## Available records
++++++++++++++++++++

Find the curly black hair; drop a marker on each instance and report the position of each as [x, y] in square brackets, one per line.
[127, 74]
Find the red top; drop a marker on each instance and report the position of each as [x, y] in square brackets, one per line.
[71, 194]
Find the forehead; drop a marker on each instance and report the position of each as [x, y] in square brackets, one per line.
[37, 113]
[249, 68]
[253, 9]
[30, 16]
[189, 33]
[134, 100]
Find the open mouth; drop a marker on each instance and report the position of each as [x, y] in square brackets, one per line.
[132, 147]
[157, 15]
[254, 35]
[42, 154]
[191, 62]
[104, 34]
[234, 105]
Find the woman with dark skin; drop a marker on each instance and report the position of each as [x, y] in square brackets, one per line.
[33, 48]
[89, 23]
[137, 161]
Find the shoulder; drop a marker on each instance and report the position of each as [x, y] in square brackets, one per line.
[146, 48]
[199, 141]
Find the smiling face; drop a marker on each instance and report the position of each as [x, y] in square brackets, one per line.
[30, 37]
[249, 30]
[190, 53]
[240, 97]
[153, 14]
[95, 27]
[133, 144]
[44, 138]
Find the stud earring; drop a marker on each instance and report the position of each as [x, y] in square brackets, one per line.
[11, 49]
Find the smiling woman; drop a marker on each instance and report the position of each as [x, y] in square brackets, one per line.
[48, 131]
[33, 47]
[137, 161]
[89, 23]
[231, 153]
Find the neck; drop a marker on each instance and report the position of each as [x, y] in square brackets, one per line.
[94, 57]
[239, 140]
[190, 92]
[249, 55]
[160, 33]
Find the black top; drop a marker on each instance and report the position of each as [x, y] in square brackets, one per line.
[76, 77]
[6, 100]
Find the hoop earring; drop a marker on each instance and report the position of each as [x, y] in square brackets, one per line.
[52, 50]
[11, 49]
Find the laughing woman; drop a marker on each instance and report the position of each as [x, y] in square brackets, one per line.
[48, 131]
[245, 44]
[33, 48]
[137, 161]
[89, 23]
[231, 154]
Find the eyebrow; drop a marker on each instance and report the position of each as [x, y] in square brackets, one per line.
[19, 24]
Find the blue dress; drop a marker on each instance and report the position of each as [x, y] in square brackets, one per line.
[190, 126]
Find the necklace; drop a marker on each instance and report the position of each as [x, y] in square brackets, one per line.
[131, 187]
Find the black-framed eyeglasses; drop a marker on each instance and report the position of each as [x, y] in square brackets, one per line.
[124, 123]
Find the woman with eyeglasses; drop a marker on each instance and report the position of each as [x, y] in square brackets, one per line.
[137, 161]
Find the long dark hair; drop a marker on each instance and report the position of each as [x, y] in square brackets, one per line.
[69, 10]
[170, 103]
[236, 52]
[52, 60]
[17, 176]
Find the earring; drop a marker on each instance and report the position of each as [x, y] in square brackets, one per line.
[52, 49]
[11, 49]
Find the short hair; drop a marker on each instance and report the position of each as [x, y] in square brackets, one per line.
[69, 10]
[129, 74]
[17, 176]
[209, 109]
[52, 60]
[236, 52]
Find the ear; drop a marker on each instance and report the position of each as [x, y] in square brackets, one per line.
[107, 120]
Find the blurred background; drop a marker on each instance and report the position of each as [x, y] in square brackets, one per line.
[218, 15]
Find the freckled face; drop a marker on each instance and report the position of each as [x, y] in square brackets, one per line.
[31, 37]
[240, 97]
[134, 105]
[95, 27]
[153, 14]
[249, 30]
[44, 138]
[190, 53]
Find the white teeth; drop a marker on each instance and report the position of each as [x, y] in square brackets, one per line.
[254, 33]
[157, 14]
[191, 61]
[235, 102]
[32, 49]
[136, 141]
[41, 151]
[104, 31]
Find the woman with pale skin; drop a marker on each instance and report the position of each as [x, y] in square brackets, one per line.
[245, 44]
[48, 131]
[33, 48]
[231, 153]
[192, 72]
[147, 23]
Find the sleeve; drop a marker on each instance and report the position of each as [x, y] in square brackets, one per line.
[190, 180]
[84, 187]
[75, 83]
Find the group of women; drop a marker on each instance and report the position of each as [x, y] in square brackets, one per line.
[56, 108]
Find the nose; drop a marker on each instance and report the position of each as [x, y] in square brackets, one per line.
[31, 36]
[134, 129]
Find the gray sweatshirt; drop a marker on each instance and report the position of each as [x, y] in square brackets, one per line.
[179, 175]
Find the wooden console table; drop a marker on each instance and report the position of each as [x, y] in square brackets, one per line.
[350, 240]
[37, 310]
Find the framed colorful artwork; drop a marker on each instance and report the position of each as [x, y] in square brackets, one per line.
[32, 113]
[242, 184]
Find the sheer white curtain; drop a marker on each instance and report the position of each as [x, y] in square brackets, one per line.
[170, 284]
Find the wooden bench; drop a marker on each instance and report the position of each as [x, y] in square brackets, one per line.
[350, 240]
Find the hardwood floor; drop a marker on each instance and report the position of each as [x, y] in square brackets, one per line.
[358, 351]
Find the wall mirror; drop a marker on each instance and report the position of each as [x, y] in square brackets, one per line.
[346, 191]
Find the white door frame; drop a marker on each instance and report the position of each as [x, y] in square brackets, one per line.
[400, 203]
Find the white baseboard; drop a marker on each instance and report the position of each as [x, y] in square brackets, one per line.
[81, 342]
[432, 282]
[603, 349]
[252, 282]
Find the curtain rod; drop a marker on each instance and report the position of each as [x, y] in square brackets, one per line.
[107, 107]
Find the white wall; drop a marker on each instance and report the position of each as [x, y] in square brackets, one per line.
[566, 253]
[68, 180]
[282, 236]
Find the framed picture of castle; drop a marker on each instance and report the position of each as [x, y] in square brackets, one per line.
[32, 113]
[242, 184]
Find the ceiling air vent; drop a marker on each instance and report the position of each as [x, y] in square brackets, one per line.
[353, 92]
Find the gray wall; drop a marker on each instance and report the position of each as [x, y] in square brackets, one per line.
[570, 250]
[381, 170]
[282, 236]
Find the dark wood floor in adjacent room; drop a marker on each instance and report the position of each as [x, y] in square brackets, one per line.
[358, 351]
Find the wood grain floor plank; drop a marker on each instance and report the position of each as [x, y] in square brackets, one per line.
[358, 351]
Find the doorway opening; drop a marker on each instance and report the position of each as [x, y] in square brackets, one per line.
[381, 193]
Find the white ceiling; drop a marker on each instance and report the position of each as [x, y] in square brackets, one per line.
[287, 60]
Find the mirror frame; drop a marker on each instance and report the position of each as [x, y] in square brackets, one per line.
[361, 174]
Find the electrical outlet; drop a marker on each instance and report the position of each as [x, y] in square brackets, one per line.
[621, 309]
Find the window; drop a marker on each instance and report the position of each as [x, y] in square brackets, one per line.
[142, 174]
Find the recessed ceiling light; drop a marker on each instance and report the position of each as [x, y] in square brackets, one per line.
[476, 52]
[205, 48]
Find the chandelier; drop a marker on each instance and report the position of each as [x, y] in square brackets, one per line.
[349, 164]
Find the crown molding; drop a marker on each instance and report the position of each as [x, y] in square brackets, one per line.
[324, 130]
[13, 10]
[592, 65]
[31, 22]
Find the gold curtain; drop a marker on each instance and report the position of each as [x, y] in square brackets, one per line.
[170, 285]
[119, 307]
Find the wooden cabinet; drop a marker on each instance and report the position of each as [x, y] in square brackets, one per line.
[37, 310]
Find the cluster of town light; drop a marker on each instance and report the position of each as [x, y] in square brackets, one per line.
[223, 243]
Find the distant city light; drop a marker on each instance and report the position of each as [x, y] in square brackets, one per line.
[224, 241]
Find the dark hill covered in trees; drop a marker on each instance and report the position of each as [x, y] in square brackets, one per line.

++++++++++++++++++++

## Work to complete
The answer must be an exact reproduction of all the records.

## Answer space
Find the curly black hair; drop a marker on each instance and report the position of each as [x, y] in square brackets, one per line.
[127, 74]
Find the red top; drop a marker on each instance and report the position of each as [x, y] in square brackets, one per line.
[71, 194]
Find the forehead; drop a marker on each instance and report the position of each as [x, y] in square brackets, one per line.
[37, 113]
[249, 68]
[253, 9]
[30, 16]
[189, 33]
[134, 100]
Find the open mouth; drop a marker on each instance and report the position of each as [x, y] in square brackets, one per line.
[132, 147]
[157, 15]
[254, 35]
[42, 154]
[191, 62]
[104, 34]
[234, 105]
Find the woman with dark skin; drop a marker on each instance and report the position of each as [x, y] in square brackets, one per line.
[33, 48]
[89, 23]
[137, 161]
Find the shoulder; drop a marker on each instance and report the position of each as [x, y] in square brackets, one per line.
[146, 48]
[199, 141]
Find the smiling face; drop a marker on each instance and report the position of each as [x, y] in square brackets, one per line.
[30, 37]
[249, 30]
[190, 53]
[240, 97]
[153, 14]
[95, 27]
[133, 144]
[44, 138]
Find the stud earring; drop a marker on each instance and report the position of each as [x, y] in square brackets, one per line.
[11, 49]
Find the smiling woman; drop a marker on each instance and report the position of each as [x, y] in square brackets, one per line.
[48, 131]
[33, 47]
[137, 161]
[89, 23]
[231, 153]
Find the neck; drop a marker on each instance and report the position of each as [x, y] in square brackets, one per line.
[94, 57]
[239, 140]
[190, 92]
[249, 55]
[160, 33]
Find the black top; drop a marker on each instance and report the position of each as [x, y] in square brackets, one per line.
[76, 77]
[6, 100]
Find the hoop earring; drop a marker on each instance and report the position of each as [x, y] in square brackets, one per line.
[52, 50]
[11, 49]
Find the laughing woman; drop a marker on each instance and report the position of each as [x, y] in square brackets, one per line.
[48, 131]
[245, 44]
[33, 48]
[137, 161]
[89, 23]
[231, 154]
Find the eyebrow; drop a marker on each instance and report the position of each as [x, y] in square brackets, one per line.
[19, 24]
Find the blue dress; drop a marker on each instance and report the position of each as [x, y] in square brackets, one per line.
[190, 126]
Find the necklace; drop a marker on each instance and report the position of each as [x, y] in square brackets, one per line.
[131, 187]
Find the black-framed eyeglasses; drop a marker on each instance and report the position of each as [x, y] in square brackets, one per line.
[124, 123]
Find the woman with eyeglasses; drop a marker on each instance and report the position of each as [x, y] in square brackets, one per line.
[137, 161]
Find the long dark hair; drop a marker on each instance and report the position of each as [x, y] in square brackets, one per line.
[69, 10]
[170, 103]
[236, 52]
[52, 60]
[17, 176]
Find the earring; drop a marker on each instance and report the position of each as [x, y] in square brackets, one per line.
[52, 49]
[11, 49]
Find the short hair; drop a marker on each instance and report the position of each as [x, y] in square brackets, one per line.
[69, 10]
[129, 74]
[17, 176]
[209, 109]
[52, 60]
[236, 52]
Find the ear; drop a marker on each instance and report the position of each as [x, y] in square brackets, one per line.
[107, 120]
Find the blurred background; drop a marker on each instance and report the position of each as [x, y] in square brackets, one per line.
[218, 15]
Find the freckled face; drop a marker on each instance and report the position of each as [x, y] in square brackets, one per line.
[31, 37]
[240, 97]
[134, 105]
[95, 27]
[153, 14]
[249, 30]
[44, 138]
[190, 53]
Find the white teeth; drop a marker on each instance and report the position of each as [x, y] in square brackets, one per line.
[254, 33]
[157, 14]
[191, 61]
[235, 102]
[32, 49]
[136, 141]
[41, 151]
[104, 31]
Find the woman with pale skin; drop a marker on each instance and report the position of each as [x, y] in square brackets, one per line.
[245, 44]
[48, 131]
[33, 48]
[231, 153]
[192, 72]
[147, 23]
Find the sleeve; drop a marker on each instance and report the position of each as [x, y] in square brackets, one per line.
[190, 180]
[84, 187]
[75, 83]
Find the group of women; drop a marker on each instance and report the position of each as [x, y] in square brackets, one per line.
[56, 108]
Find the nose; drop a marker on each instance and report the position of each as [x, y] in square brackets, one per line.
[31, 36]
[134, 129]
Find the gray sweatshirt; drop a marker on each instance and report the position of each as [x, y] in square brackets, one per line.
[179, 175]
Find the wooden console table; drop a marker on each instance and report the position of each as [x, y] in square brackets, one per line.
[350, 240]
[37, 310]
Find the framed colorful artwork; drop a marker on each instance and report the position of each as [x, y] in square brackets, one per line.
[32, 113]
[242, 184]
Find the sheer white curtain; drop a marker on each instance and report the position of each as [x, y] in square brackets, one per line.
[170, 284]
Find the wooden bench; drop a marker on each instance and report the position of each as [x, y] in square brackets, one per line.
[350, 240]
Find the hardwood floor; drop a marker on each instance and report the position of each as [x, y] in square brackets, one per line.
[358, 351]
Find the wall mirror; drop a marker on each instance and report the position of each as [x, y] in square brackets, one per line.
[346, 191]
Find the white door frame; drop a marker on each instance and report the position of each as [x, y] in square brackets, one per line.
[400, 203]
Find the white baseboard; drop a marker on each instance and report the position of each as [x, y] in square brackets, one per line.
[81, 342]
[432, 282]
[603, 349]
[252, 282]
Find the curtain rod; drop a marker on each instance and report the position of each as [x, y] in square brackets, one per line.
[107, 107]
Find the white wall; drop a marker on each instance and report the position of each as [x, y] in square brackets, one per line.
[566, 253]
[68, 180]
[282, 236]
Find the framed picture of castle; drop a marker on each instance and report the position of each as [x, y] in square brackets, one per line.
[32, 113]
[242, 184]
Find the ceiling air vent; drop a marker on each instance and report the position of each as [x, y] in square brackets, one per line.
[353, 92]
Find the gray wall; drop a marker on each instance and report the position of each as [x, y] in square brackets, one per line.
[570, 250]
[381, 170]
[282, 236]
Find the dark wood floor in adjacent room; drop a marker on each instance and report the position of each as [x, y] in square brackets, one per line.
[358, 351]
Find the wood grain floor plank; drop a marker on each instance and report the position of each as [x, y] in square brackets, one per line.
[358, 351]
Find the doorway opening; drop a marker on each instance and report the position of each as [x, y] in square brackets, one per line.
[381, 193]
Find the white ceiling; drop a marker on each instance and report the position of each as [x, y] in square brackets, one per line.
[287, 60]
Find the mirror frame; drop a marker on each instance and report the position of each as [x, y] in square brackets, one per line.
[361, 174]
Find the electrical outlet; drop a marker on each instance and report the position of each as [x, y] in square brackets, one per line.
[621, 309]
Find the window; drop a marker on each instance and report the position of each as [x, y] in square brackets, one per line.
[142, 174]
Find the recessed ceiling light; drop a marker on each instance and report the position of each as [x, y] in square brackets, one per line.
[476, 52]
[205, 48]
Find the chandelier; drop a marker on each instance and report the position of each as [x, y] in square brackets, one per line.
[349, 164]
Find the crown molding; drop a marker on each instance and report the position of each as [x, y] in square brackets, one per line.
[324, 130]
[13, 10]
[592, 65]
[31, 22]
Find the gold curtain; drop a marker on each instance and report the position of each as [x, y] in square brackets, one per line.
[170, 285]
[119, 307]
Find the wooden cabinet; drop a marker on each instance and report the position of each as [x, y] in square brackets, one per line.
[37, 310]
Find the cluster of town light; drop a marker on each instance and report the position of each as [x, y] in square brackets, one per line.
[223, 243]
Find the distant city light; drop a marker on each instance and report the position of each as [x, y] in square brackets, one per line.
[224, 241]
Find the dark hill covered in trees; drop a marker on each instance and report the position of each as [x, y] in square brackets, one per line.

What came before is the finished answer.